The next European Commission must step up efforts to tackle social justice in the EU, as the economic imbalance between member states intensified during the crisis, warns the Bertelsmann Stiftung.
According to the German think tank’s Social Justice Index for 2014, which compares the 28 member states across six indicators – poverty prevention, equitable education, labour market access, social cohesion and non-discrimination, health, as well as intergenerational justice – equality varies widely across the EU.
“The gap between participation opportunities in the still-wealthy countries of northern Europe and in the crisis-struck southern nations has thus significantly increased,” the think tank said.
“This is a highly explosive situation with regard to societal cohesion and social stability within the EU. Should these social divisions persist for some time, or even worsen further, this will endanger the future viability of the entire European integration project,” it added.

▶ _Stored data_
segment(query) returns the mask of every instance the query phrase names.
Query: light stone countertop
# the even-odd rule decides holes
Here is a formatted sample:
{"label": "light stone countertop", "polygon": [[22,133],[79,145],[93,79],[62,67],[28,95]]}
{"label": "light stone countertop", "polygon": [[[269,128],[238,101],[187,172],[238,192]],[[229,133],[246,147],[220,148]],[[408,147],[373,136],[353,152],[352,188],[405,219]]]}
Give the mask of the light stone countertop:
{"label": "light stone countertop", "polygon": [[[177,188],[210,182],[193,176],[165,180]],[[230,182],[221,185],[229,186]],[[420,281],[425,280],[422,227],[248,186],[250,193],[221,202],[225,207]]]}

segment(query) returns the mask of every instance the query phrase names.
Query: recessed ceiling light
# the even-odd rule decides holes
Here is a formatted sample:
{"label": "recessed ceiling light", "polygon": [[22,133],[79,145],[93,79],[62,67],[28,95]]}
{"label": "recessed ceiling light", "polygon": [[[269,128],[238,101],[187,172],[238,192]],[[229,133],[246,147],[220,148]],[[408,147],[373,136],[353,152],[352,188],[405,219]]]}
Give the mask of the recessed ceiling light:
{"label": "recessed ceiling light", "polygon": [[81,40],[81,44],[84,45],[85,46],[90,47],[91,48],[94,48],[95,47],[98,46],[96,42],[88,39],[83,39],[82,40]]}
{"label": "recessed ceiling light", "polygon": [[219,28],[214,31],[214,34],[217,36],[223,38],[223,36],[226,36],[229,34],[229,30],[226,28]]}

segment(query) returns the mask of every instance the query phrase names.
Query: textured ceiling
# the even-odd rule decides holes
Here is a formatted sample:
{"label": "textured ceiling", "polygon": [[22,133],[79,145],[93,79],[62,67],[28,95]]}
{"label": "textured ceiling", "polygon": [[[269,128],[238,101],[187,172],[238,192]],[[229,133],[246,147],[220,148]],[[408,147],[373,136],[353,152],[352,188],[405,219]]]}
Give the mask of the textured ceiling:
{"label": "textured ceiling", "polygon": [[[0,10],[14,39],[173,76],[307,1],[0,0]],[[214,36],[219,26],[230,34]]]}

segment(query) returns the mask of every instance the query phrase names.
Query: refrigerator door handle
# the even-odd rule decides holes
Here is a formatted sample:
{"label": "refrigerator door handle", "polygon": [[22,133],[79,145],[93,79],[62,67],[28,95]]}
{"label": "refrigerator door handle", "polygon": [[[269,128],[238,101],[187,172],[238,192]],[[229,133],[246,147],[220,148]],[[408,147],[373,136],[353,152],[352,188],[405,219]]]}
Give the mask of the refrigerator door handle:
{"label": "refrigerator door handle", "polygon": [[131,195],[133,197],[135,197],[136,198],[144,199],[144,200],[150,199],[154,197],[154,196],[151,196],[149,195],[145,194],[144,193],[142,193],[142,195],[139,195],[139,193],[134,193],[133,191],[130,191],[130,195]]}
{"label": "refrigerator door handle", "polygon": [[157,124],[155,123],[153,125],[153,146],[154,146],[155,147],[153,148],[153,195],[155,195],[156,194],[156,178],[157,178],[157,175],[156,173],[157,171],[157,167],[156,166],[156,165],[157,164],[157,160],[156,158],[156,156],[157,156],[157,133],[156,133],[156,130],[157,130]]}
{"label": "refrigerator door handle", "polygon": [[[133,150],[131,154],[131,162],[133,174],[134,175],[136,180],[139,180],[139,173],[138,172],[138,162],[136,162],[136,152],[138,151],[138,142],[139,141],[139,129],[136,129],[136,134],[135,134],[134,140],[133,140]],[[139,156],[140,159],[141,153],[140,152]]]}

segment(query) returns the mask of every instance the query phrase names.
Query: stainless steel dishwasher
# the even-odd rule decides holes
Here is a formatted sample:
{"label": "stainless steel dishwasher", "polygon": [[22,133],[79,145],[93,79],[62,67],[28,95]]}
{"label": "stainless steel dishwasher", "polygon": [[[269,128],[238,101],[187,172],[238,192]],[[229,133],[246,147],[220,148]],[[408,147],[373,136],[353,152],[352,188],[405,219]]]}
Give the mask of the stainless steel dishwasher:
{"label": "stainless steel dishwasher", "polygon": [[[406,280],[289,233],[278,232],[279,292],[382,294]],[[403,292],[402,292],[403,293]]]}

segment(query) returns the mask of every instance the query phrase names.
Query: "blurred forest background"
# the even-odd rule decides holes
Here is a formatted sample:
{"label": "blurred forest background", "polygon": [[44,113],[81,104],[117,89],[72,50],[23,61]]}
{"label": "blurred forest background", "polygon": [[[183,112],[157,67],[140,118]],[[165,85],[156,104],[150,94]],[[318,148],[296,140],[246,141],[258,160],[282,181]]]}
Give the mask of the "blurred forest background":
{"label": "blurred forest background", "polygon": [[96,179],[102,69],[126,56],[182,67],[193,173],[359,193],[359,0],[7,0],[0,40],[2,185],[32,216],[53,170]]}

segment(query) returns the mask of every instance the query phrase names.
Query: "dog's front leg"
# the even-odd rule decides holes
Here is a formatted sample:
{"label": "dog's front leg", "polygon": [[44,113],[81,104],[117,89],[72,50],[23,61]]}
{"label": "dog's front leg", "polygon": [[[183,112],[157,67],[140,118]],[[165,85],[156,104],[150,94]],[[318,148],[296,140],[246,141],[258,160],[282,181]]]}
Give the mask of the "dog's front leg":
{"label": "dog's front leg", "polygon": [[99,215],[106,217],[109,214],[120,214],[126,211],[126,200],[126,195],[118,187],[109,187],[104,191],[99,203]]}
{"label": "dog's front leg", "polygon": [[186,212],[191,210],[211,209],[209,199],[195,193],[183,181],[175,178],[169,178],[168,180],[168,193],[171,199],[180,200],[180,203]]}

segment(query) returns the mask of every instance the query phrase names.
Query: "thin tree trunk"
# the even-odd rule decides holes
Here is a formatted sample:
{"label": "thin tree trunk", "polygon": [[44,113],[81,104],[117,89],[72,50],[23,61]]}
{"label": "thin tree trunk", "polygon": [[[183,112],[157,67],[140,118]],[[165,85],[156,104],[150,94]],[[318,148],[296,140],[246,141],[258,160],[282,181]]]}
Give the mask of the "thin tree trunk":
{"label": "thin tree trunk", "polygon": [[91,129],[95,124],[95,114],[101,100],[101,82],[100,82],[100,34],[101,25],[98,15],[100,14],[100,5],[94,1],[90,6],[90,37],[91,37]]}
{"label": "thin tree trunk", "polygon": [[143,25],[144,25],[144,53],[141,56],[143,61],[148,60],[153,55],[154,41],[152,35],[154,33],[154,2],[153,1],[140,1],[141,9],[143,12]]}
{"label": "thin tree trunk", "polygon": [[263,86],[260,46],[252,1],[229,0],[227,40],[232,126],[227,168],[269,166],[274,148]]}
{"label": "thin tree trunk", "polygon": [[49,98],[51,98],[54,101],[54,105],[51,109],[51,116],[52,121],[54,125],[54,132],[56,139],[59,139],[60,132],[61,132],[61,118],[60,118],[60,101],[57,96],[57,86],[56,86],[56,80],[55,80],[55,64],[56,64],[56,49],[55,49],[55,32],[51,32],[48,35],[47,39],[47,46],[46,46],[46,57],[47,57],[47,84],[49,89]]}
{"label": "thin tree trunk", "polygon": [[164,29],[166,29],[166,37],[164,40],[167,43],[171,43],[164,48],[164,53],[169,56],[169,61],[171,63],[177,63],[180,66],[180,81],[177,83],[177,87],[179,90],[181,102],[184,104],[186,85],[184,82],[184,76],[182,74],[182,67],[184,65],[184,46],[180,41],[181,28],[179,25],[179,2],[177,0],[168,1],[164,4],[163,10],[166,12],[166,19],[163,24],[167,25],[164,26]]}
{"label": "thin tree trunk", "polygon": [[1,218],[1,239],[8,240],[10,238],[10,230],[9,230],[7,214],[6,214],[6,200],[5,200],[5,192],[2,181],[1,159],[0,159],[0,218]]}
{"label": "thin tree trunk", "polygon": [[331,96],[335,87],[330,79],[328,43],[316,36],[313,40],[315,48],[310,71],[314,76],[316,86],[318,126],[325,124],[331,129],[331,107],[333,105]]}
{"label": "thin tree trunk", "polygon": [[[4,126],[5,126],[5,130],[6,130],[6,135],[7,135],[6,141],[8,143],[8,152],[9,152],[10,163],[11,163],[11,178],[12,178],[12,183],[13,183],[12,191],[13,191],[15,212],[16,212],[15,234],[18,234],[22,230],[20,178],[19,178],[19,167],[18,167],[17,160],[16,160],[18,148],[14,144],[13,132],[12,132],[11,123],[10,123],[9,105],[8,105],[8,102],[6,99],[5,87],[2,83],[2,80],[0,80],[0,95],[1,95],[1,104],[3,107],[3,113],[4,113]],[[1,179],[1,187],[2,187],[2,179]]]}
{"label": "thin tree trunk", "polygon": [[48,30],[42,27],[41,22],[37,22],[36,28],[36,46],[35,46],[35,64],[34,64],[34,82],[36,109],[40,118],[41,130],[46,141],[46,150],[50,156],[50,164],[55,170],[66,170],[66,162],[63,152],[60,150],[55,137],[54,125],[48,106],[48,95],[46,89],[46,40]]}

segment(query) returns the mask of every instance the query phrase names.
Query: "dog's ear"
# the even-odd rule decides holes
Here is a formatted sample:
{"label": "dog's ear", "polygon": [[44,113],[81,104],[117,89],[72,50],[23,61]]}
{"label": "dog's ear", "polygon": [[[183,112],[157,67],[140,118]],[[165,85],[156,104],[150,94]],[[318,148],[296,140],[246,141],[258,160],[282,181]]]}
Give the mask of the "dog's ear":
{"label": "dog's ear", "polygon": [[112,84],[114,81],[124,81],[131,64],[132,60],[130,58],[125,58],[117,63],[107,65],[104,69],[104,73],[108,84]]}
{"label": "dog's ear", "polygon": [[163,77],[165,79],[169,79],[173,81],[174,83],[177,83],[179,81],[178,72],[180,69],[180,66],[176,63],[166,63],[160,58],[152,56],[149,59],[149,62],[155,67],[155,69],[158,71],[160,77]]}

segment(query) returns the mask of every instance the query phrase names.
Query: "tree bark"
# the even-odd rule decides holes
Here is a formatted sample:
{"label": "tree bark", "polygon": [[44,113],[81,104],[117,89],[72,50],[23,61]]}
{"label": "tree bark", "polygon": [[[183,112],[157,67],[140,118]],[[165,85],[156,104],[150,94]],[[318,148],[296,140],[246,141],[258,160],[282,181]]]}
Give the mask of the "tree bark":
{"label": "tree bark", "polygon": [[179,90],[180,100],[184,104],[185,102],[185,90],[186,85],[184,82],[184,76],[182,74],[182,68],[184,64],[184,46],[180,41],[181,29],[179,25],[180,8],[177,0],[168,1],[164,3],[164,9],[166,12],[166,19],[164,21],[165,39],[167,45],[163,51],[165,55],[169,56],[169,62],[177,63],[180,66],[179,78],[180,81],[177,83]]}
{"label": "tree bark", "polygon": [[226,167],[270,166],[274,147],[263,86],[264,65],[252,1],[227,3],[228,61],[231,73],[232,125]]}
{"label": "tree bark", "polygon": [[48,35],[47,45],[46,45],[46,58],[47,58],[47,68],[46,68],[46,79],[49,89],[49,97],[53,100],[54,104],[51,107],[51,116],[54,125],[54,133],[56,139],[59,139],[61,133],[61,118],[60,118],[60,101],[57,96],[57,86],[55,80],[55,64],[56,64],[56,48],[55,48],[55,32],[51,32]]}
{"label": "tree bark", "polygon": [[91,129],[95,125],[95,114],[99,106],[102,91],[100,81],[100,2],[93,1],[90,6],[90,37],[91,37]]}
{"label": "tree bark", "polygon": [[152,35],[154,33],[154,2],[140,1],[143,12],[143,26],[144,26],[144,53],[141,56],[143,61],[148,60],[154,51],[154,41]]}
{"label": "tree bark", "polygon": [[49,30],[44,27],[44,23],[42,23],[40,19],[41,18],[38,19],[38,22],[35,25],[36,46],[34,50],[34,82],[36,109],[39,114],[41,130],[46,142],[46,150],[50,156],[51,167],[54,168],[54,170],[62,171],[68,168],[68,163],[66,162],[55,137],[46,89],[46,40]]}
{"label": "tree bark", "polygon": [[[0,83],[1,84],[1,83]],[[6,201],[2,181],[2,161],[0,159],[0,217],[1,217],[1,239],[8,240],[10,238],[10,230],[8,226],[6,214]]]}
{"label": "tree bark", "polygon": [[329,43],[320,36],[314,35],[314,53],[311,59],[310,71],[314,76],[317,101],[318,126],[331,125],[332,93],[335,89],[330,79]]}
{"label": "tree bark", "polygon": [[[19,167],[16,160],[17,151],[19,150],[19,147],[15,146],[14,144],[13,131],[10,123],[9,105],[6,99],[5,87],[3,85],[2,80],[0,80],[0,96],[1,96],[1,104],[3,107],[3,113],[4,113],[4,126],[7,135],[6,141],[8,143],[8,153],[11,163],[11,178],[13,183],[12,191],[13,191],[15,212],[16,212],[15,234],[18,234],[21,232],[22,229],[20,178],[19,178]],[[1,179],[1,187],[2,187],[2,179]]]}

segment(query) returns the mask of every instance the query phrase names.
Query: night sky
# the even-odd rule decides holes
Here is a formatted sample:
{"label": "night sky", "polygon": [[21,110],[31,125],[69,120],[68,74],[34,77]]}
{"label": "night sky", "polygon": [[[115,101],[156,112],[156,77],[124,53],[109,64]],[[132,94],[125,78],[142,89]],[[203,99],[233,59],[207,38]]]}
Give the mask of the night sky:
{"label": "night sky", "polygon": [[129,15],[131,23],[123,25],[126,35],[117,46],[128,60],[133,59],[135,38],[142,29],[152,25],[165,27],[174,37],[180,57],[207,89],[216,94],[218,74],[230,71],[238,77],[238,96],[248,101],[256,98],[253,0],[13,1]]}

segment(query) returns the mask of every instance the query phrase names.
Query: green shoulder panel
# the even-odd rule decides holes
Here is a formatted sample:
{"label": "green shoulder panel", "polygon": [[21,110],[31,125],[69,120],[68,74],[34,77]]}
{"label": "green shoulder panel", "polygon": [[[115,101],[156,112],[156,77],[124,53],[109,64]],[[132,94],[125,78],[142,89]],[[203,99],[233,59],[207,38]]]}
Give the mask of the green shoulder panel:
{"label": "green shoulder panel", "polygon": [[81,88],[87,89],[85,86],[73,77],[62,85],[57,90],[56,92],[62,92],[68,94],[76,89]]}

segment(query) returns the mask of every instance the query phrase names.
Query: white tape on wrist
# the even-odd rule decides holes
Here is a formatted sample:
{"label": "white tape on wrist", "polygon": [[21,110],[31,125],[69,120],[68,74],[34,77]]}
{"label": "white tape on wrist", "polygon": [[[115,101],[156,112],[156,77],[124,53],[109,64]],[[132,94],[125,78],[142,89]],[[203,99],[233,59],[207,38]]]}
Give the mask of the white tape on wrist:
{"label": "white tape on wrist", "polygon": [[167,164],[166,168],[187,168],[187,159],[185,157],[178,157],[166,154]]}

▶ _WORK INSTRUCTION_
Write out the passage on social justice in the EU, starting with "The next European" and going on through "the Bertelsmann Stiftung.".

▶ _EXERCISE RESPONSE_
The next European Commission must step up efforts to tackle social justice in the EU, as the economic imbalance between member states intensified during the crisis, warns the Bertelsmann Stiftung.